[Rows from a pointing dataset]
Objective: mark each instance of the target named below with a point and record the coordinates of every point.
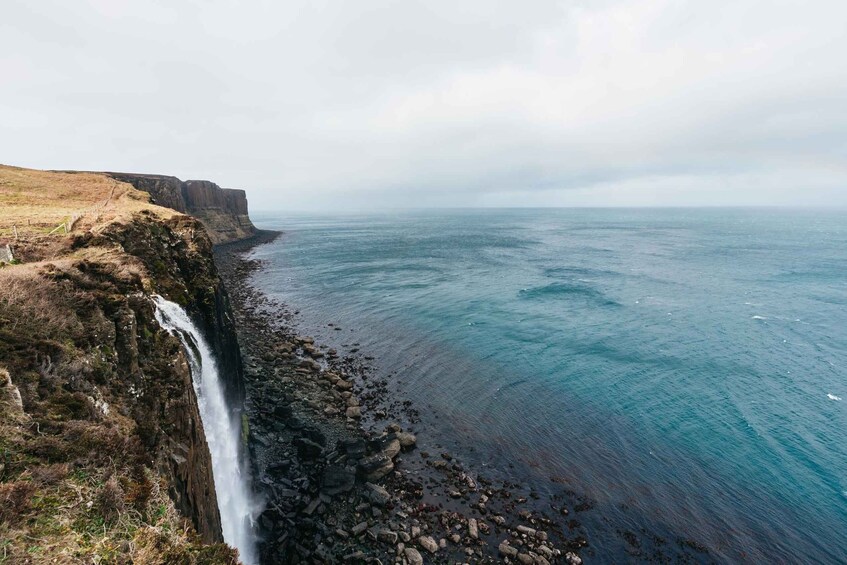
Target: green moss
(245, 429)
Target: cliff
(103, 456)
(222, 210)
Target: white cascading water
(223, 434)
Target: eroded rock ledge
(222, 210)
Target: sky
(325, 104)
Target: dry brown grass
(35, 202)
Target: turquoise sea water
(684, 369)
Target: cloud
(329, 103)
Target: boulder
(507, 550)
(337, 479)
(428, 544)
(572, 558)
(413, 556)
(375, 467)
(473, 528)
(406, 439)
(377, 494)
(387, 536)
(307, 449)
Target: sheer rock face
(125, 378)
(223, 211)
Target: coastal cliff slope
(103, 456)
(222, 210)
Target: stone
(507, 550)
(377, 494)
(307, 449)
(413, 556)
(406, 439)
(387, 536)
(392, 448)
(572, 558)
(375, 467)
(473, 528)
(354, 448)
(428, 544)
(526, 530)
(338, 479)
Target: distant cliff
(223, 211)
(103, 455)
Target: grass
(36, 202)
(76, 484)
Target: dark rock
(377, 494)
(375, 467)
(307, 449)
(338, 479)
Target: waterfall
(223, 432)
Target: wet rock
(392, 448)
(377, 494)
(387, 536)
(428, 544)
(473, 528)
(354, 449)
(375, 467)
(526, 530)
(338, 479)
(413, 556)
(507, 550)
(307, 449)
(572, 558)
(406, 439)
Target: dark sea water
(682, 368)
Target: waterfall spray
(222, 431)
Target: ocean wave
(567, 290)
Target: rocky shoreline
(341, 479)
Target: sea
(683, 370)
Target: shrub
(111, 500)
(15, 500)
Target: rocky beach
(343, 475)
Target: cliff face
(102, 449)
(222, 210)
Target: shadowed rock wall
(223, 211)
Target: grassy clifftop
(102, 455)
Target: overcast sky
(316, 104)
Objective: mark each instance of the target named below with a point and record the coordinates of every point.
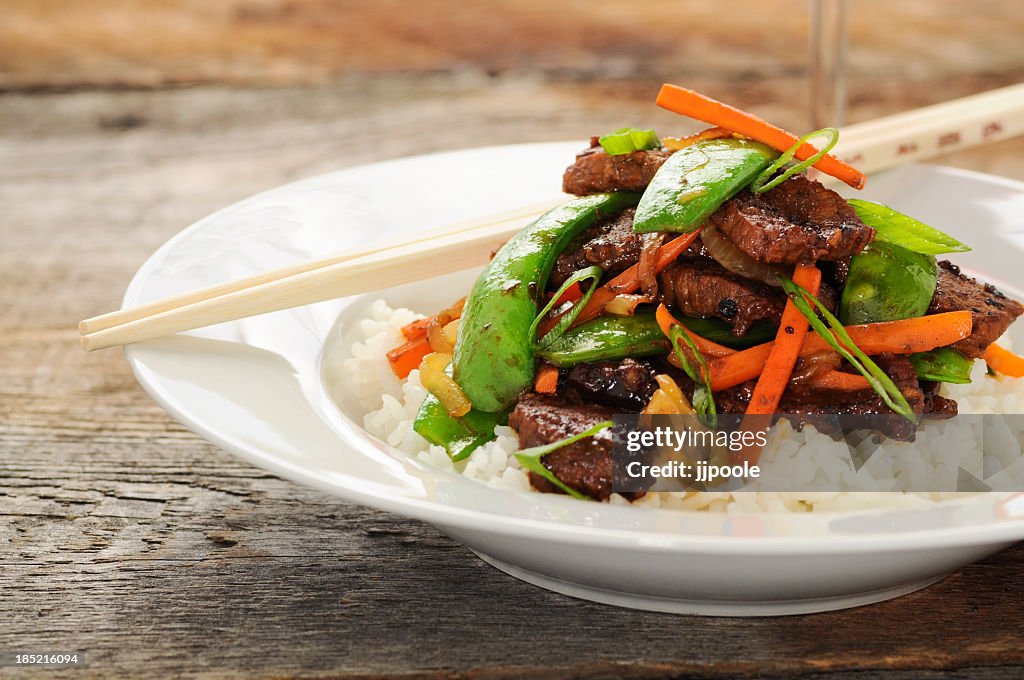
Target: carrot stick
(901, 337)
(694, 104)
(416, 329)
(708, 348)
(408, 356)
(1005, 362)
(547, 380)
(792, 333)
(627, 282)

* REQUIRED TASK
Can you write out all the lines above again, replacing "Objective" with "Instruction" and changing nothing else, but with the pictures left out?

* REPLY
Instruction: mark each instance of the target named below with a point and record the coordinates of every point.
Target: green moss
(245, 429)
Target: cliff
(103, 456)
(222, 210)
Target: white cascading water
(223, 434)
Target: eroded rock ledge
(222, 210)
Target: sky
(325, 104)
Target: dry brown grass
(35, 202)
Target: turquoise sea water
(684, 369)
Target: cloud
(329, 103)
Target: boulder
(507, 550)
(337, 479)
(428, 544)
(572, 558)
(413, 556)
(375, 467)
(473, 528)
(406, 439)
(377, 494)
(387, 536)
(307, 449)
Target: sheer rock face
(125, 378)
(223, 211)
Target: coastal cliff slope
(103, 456)
(222, 210)
Target: stone
(507, 550)
(377, 494)
(307, 449)
(413, 556)
(406, 439)
(387, 536)
(392, 448)
(572, 558)
(375, 467)
(473, 528)
(354, 448)
(428, 544)
(526, 530)
(338, 479)
Target: distant cliff
(223, 211)
(103, 455)
Target: grass
(36, 202)
(76, 484)
Target: dark rock
(377, 494)
(375, 467)
(307, 449)
(338, 479)
Target: waterfall
(223, 432)
Target: wet rock
(392, 448)
(377, 494)
(387, 536)
(428, 544)
(473, 528)
(354, 449)
(375, 467)
(526, 530)
(338, 479)
(413, 556)
(507, 550)
(307, 449)
(572, 558)
(406, 439)
Target: dark sea water
(682, 368)
Target: waterfall spray
(222, 431)
Target: ocean wave
(567, 290)
Target: rocky shoreline
(341, 479)
Target: sea
(683, 370)
Target: shrub
(111, 500)
(15, 500)
Target: rocky beach
(343, 475)
Target: cliff face
(102, 449)
(222, 210)
Target: shadowed rock wall
(223, 211)
Target: grassy clifftop
(102, 455)
Target: overcast sky
(316, 104)
Instruction: mark each instance of the target named below with a point and record the coordinates of every point.
Target: carrot stick
(901, 337)
(694, 104)
(416, 329)
(708, 348)
(408, 356)
(1005, 362)
(547, 380)
(792, 333)
(627, 282)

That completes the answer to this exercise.